WHAT THIS TASK INVOLVES: Lay out every line of the records below as a Markdown table with the columns "Row" and "Line", giving each line its row number and omitting blank lines.
-- DATA PROVIDED follows --
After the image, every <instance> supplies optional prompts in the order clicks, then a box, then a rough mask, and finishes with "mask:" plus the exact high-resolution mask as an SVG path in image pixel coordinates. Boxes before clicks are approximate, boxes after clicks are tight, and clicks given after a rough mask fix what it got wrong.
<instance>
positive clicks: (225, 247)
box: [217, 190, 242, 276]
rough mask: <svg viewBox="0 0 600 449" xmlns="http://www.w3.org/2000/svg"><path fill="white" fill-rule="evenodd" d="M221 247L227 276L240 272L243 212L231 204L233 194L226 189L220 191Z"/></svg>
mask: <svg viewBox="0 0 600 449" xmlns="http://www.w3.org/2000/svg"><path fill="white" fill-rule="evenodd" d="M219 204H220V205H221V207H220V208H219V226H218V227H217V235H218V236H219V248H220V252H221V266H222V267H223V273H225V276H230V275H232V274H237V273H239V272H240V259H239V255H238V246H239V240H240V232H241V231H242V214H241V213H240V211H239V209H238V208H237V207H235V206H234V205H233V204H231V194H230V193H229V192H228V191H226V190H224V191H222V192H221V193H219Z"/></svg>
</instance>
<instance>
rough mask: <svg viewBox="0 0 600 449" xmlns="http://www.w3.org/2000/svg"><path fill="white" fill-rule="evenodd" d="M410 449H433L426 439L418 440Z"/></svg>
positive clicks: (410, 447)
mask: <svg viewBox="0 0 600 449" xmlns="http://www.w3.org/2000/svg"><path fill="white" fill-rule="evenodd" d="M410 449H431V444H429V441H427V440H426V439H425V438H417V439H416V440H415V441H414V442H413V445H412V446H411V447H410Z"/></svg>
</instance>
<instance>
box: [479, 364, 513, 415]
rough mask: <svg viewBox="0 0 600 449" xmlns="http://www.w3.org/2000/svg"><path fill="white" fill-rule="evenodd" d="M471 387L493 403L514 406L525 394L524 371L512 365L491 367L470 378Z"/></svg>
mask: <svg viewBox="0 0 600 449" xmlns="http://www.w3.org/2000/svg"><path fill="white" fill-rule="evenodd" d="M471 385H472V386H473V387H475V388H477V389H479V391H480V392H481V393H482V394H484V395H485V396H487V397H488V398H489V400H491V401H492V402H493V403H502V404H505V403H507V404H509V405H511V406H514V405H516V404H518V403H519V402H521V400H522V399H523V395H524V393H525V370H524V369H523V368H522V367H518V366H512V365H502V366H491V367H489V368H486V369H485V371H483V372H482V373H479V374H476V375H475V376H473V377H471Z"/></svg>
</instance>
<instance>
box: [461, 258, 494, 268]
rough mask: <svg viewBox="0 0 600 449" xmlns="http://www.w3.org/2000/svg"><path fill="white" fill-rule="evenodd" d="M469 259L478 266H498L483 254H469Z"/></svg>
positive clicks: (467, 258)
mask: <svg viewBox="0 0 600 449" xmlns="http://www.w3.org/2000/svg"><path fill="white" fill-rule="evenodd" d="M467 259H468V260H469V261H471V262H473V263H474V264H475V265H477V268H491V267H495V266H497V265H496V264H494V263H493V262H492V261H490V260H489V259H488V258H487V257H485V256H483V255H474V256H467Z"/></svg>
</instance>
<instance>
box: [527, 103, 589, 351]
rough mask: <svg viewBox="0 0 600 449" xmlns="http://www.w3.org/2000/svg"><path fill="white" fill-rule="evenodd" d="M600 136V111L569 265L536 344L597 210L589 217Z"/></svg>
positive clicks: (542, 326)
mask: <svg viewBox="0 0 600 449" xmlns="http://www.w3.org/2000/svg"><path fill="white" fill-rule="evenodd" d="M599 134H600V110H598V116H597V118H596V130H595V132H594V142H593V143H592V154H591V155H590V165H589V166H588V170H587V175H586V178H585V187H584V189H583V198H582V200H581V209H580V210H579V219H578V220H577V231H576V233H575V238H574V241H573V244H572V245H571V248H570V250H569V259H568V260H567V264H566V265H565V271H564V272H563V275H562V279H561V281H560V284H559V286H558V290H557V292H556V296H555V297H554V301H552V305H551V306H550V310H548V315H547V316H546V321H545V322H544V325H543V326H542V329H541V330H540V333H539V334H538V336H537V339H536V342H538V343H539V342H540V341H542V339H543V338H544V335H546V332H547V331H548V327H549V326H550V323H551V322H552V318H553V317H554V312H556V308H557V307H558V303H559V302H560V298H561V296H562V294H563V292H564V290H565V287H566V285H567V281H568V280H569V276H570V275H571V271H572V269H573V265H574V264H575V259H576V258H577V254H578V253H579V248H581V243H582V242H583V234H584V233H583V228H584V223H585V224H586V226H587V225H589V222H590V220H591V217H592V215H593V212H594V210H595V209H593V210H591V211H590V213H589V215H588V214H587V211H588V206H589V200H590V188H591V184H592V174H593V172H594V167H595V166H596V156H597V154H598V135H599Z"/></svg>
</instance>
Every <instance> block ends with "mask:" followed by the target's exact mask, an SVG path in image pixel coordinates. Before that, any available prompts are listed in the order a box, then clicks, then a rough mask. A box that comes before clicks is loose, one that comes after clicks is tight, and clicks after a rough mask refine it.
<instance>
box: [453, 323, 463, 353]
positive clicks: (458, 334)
-- DATA PROVIDED concluded --
TASK OUTPUT:
| Row | Line |
|---|---|
| 1 | After the image, every <instance> supplies optional prompts in the order clicks, then a box, then a rough mask, and finishes with "mask:" plus the exact high-resolution mask as an SVG path in image pixel coordinates. Boxes before clicks are approximate, boxes after clicks are tight, and clicks given after a rough mask fix what it got wrong. |
| 2 | <instance> |
| 3 | positive clicks: (225, 247) |
| 4 | box: [217, 190, 242, 276] |
| 5 | rough mask: <svg viewBox="0 0 600 449" xmlns="http://www.w3.org/2000/svg"><path fill="white" fill-rule="evenodd" d="M221 247L227 276L240 272L243 212L231 204L233 194L226 189L220 191Z"/></svg> |
| 6 | mask: <svg viewBox="0 0 600 449" xmlns="http://www.w3.org/2000/svg"><path fill="white" fill-rule="evenodd" d="M219 204H220V205H221V207H220V208H219V226H218V227H217V235H218V236H219V248H220V252H221V266H222V267H223V273H225V276H230V275H232V274H237V273H239V272H240V259H239V255H238V246H239V240H240V232H241V231H242V214H241V213H240V211H239V209H238V208H237V207H235V206H234V205H233V204H231V194H230V193H229V192H228V191H226V190H224V191H222V192H221V193H219Z"/></svg> |
| 7 | </instance> |
| 8 | <instance> |
| 9 | rough mask: <svg viewBox="0 0 600 449" xmlns="http://www.w3.org/2000/svg"><path fill="white" fill-rule="evenodd" d="M410 449H433L426 439L418 440Z"/></svg> |
| 10 | positive clicks: (410, 447) |
| 11 | mask: <svg viewBox="0 0 600 449" xmlns="http://www.w3.org/2000/svg"><path fill="white" fill-rule="evenodd" d="M410 449H431V444H429V441H427V440H426V439H425V438H417V439H416V440H415V441H414V442H413V445H412V446H411V447H410Z"/></svg> |
| 12 | </instance> |
| 13 | <instance> |
| 14 | box: [479, 364, 513, 415] |
| 15 | rough mask: <svg viewBox="0 0 600 449" xmlns="http://www.w3.org/2000/svg"><path fill="white" fill-rule="evenodd" d="M471 387L493 403L514 406L525 394L524 371L512 365L491 367L470 378Z"/></svg> |
| 16 | mask: <svg viewBox="0 0 600 449" xmlns="http://www.w3.org/2000/svg"><path fill="white" fill-rule="evenodd" d="M471 385H472V386H473V387H475V388H477V389H479V391H480V392H481V393H482V394H484V395H485V396H487V397H488V398H489V400H491V401H492V402H493V403H502V404H505V403H507V404H509V405H511V406H514V405H516V404H518V403H519V402H521V400H522V399H523V395H524V393H525V370H524V369H523V368H522V367H518V366H512V365H502V366H491V367H489V368H486V369H485V371H483V372H482V373H479V374H476V375H475V376H473V377H471Z"/></svg> |
| 17 | </instance> |
| 18 | <instance> |
| 19 | box: [461, 258, 494, 268] |
| 20 | rough mask: <svg viewBox="0 0 600 449" xmlns="http://www.w3.org/2000/svg"><path fill="white" fill-rule="evenodd" d="M469 259L478 266H498L483 254H469Z"/></svg> |
| 21 | positive clicks: (467, 258) |
| 22 | mask: <svg viewBox="0 0 600 449" xmlns="http://www.w3.org/2000/svg"><path fill="white" fill-rule="evenodd" d="M467 259H468V260H469V261H471V262H473V263H474V264H475V265H477V268H491V267H495V266H497V265H496V264H494V263H493V262H492V261H490V260H489V259H488V258H487V257H485V256H483V255H474V256H467Z"/></svg> |
| 23 | </instance> |
| 24 | <instance> |
| 25 | box: [527, 103, 589, 351] |
| 26 | rough mask: <svg viewBox="0 0 600 449" xmlns="http://www.w3.org/2000/svg"><path fill="white" fill-rule="evenodd" d="M600 136V111L569 265L536 344L597 210L589 217Z"/></svg> |
| 27 | positive clicks: (542, 326) |
| 28 | mask: <svg viewBox="0 0 600 449" xmlns="http://www.w3.org/2000/svg"><path fill="white" fill-rule="evenodd" d="M599 134H600V110H598V116H597V118H596V130H595V132H594V142H593V143H592V154H591V155H590V165H589V166H588V170H587V175H586V178H585V187H584V189H583V198H582V200H581V209H580V210H579V219H578V220H577V231H576V233H575V238H574V241H573V244H572V245H571V248H570V250H569V259H568V260H567V264H566V265H565V271H564V272H563V275H562V279H561V281H560V284H559V286H558V290H557V292H556V296H555V297H554V301H552V305H551V306H550V310H548V315H547V316H546V321H545V322H544V325H543V326H542V329H541V330H540V333H539V334H538V336H537V339H536V342H538V343H539V342H540V341H542V339H543V338H544V335H546V332H547V331H548V327H549V326H550V323H551V322H552V318H553V317H554V312H556V308H557V307H558V303H559V302H560V298H561V296H562V294H563V292H564V290H565V287H566V285H567V281H568V280H569V276H570V275H571V271H572V269H573V265H574V264H575V259H576V258H577V254H578V253H579V248H581V243H582V242H583V234H584V233H583V228H584V223H585V224H586V226H587V225H589V222H590V220H591V217H592V215H593V212H594V210H595V209H593V210H591V211H590V213H589V215H588V214H587V211H588V206H589V200H590V188H591V184H592V174H593V172H594V167H595V166H596V156H597V154H598V135H599Z"/></svg> |
| 29 | </instance> |
| 30 | Every <instance> block ends with "mask:" followed by the target's exact mask, an SVG path in image pixel coordinates. Before that, any available prompts are listed in the order a box, then clicks, then a rough mask. A box that comes before clicks is loose, one that comes after clicks is tight, and clicks after a rough mask refine it. |
| 31 | <instance> |
| 32 | box: [453, 323, 463, 353] |
| 33 | positive clicks: (458, 334) |